• _RECORD EXCERPTS_

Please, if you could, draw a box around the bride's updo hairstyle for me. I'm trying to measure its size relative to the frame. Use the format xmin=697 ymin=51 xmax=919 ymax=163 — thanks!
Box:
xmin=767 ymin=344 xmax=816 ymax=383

...

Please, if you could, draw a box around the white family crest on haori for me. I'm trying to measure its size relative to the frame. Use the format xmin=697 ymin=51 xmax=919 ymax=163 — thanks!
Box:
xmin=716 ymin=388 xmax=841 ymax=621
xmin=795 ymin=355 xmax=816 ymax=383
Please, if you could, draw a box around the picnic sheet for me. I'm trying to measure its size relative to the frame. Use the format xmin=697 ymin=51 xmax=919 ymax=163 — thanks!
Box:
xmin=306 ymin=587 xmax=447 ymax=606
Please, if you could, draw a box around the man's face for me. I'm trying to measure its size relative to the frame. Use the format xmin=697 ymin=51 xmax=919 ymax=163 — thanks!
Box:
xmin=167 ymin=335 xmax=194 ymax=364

...

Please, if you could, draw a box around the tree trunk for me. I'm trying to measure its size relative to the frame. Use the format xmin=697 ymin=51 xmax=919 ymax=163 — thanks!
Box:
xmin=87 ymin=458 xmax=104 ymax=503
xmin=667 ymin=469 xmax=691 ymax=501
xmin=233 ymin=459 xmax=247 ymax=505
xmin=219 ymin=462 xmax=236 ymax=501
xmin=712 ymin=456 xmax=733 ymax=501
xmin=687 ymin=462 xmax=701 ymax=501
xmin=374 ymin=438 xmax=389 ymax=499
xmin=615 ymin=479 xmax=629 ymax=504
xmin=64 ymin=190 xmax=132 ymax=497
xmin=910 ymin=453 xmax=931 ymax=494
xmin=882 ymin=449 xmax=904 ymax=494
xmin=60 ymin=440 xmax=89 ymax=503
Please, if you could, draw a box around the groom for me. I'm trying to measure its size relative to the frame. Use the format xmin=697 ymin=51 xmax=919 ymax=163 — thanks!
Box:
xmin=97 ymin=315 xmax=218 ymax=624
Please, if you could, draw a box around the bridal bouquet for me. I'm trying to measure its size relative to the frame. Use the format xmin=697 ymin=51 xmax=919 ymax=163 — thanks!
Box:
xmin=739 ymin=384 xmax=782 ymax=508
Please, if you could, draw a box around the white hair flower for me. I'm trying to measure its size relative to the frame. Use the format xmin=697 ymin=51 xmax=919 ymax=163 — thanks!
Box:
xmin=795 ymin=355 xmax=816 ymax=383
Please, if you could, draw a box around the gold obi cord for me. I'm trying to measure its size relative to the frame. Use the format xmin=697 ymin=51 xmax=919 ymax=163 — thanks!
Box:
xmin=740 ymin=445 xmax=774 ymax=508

• _PROBLEM TO WORK ON_
Reproduce everything above from the line containing "Please, if you could, draw a box around the picnic" down to the line containing "xmin=167 ymin=335 xmax=194 ymax=364", keeping both of those lines.

• _TASK ANSWER_
Please, if you could, draw a box around the picnic sheet for me. I'm trying to measure its size relative to the frame. Use the format xmin=697 ymin=51 xmax=919 ymax=163 — thanks!
Box:
xmin=306 ymin=587 xmax=447 ymax=606
Please, if you could, draw a box around the man's face for me. I'm trying to measure its size relative to the frame. Use the format xmin=697 ymin=51 xmax=919 ymax=163 — thanks!
Box:
xmin=167 ymin=335 xmax=194 ymax=364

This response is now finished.